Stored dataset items
-*-
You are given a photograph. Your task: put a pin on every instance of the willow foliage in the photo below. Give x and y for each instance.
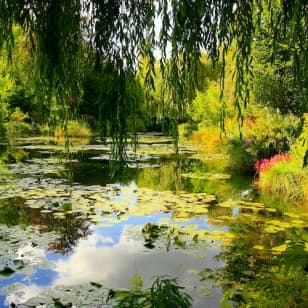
(121, 32)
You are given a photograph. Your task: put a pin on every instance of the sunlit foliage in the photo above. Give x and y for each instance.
(121, 32)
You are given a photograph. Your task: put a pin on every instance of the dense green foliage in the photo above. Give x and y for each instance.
(112, 36)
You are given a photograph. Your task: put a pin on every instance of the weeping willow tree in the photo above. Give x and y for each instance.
(121, 32)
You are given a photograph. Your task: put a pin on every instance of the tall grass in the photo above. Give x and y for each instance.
(286, 181)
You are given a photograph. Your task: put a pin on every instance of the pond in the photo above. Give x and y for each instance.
(71, 230)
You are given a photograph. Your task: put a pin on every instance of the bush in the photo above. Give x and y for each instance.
(267, 133)
(15, 126)
(76, 129)
(186, 130)
(209, 137)
(282, 178)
-*-
▶ EXERCISE DIRECTIONS
Go through the lines above and write each one out verbatim, skipping the pictures.

▶ SOLUTION TO THIS PROBLEM
You are given a photograph. Your task: put a pin on every instance of the willow foliage in the photo below. Give x and y for each instance.
(121, 32)
You are given a photograph. Your task: put a pin on every instance of the sunlit foliage in the photo above. Give x and y for each instance.
(121, 32)
You are given a photograph. Your task: put a pin on every instance of the dense green foliage in the photo above. Give x and y for each instance.
(112, 36)
You are given a photograph. Your task: put a pin on every instance of the weeping willow tree in the photo above. Give x and y for each instance.
(121, 32)
You are given a photograph. Your task: put a pin on every instance of the tall grass in the photo above. Give x and y for each instance.
(286, 181)
You are given a photograph. Your task: put a pin on every instance of the pond in the photo above. Give x and y for each instance.
(71, 230)
You are given a photograph. Your task: put a pin on every instance of the bush in the photo above. Give x and y for each instance.
(267, 133)
(15, 126)
(76, 129)
(186, 130)
(209, 137)
(282, 178)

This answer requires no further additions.